__Instrucción escrita 1__
Localiza cada una de las filas de más abajo que contienen la palabra "foliage" y cópialas tal cual.

**** Fragmento de texto ****

Releí entonces la frase varias veces hasta darme cuenta de que el problema era el “durante” que de alguna manera acotaba en el tiempo la futura felicidad del nuevo matrimonio. No existe tabú más poderoso que el de la finitud del amor. Ni siquiera el fin de la propia existencia está tan vetado en el contexto social.
 
“Hasta que la muerte os separe”, les había dicho el cura un par de horas antes, a una pareja joven que se reunía para celebrar su amor con espíritu festivo. Y a nadie le pareció fuera lugar.
Evidentemente, por escasas que sean mis habilidades sociales, hasta yo soy consciente de que mencionar el fin del amor en un contexto así no resulta del todo apropiado, y si lo hice y acabé expresando el lugar común que quisiera expresar de una manera tan torpe no fue porque tuviera ningún mal deseo hacia los novios o les albergara el más mínimo rencor o envidia, sino porque realmente me cuesta abstraerme de mi visión del amor como algo temporal (especialmente si llevo un par de vinos encima).

**** Filas aportadas ****

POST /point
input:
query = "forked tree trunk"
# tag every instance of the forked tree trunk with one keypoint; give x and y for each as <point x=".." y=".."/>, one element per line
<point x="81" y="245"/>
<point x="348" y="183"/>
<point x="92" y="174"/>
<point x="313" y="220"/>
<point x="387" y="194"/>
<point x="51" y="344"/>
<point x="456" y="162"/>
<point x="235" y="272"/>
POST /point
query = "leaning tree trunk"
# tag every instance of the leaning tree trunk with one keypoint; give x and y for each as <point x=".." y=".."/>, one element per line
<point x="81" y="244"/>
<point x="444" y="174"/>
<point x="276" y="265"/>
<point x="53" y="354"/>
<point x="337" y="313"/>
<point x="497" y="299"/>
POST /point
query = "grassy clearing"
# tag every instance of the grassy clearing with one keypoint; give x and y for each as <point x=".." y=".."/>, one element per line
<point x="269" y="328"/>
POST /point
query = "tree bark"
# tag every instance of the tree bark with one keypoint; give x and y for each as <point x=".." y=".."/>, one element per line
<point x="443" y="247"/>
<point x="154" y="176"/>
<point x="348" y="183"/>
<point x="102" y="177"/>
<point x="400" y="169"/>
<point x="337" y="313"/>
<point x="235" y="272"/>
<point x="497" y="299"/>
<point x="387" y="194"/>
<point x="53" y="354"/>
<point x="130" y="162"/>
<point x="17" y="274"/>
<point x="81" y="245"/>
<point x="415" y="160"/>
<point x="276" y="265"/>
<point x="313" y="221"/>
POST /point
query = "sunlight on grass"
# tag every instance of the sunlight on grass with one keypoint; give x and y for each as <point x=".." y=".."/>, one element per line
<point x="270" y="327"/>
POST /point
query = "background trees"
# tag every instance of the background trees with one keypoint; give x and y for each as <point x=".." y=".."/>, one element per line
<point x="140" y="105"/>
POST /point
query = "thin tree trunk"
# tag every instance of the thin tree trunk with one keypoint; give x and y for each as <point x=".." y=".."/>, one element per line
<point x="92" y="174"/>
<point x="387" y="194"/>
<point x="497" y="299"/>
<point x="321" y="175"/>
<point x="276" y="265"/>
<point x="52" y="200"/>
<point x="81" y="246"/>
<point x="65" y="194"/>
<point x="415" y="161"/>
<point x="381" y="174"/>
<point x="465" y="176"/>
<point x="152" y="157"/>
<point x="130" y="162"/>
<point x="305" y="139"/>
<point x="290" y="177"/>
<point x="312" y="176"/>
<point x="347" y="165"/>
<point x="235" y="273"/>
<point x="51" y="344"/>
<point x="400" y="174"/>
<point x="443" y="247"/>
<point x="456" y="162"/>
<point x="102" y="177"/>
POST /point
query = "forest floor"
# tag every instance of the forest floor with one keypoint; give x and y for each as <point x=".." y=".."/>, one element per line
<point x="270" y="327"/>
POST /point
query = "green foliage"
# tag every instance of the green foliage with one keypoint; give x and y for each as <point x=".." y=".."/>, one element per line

****

__Instrucción escrita 2__
En el fragmento de texto, ¿qué les había dicho el cura a la pareja un par de horas antes?

__Respuesta 1__
query = "green foliage"
# tag every instance of the green foliage with one keypoint; give x and y for each as <point x=".." y=".."/>, one element per line

__Respuesta 2__
“Hasta que la muerte os separe”.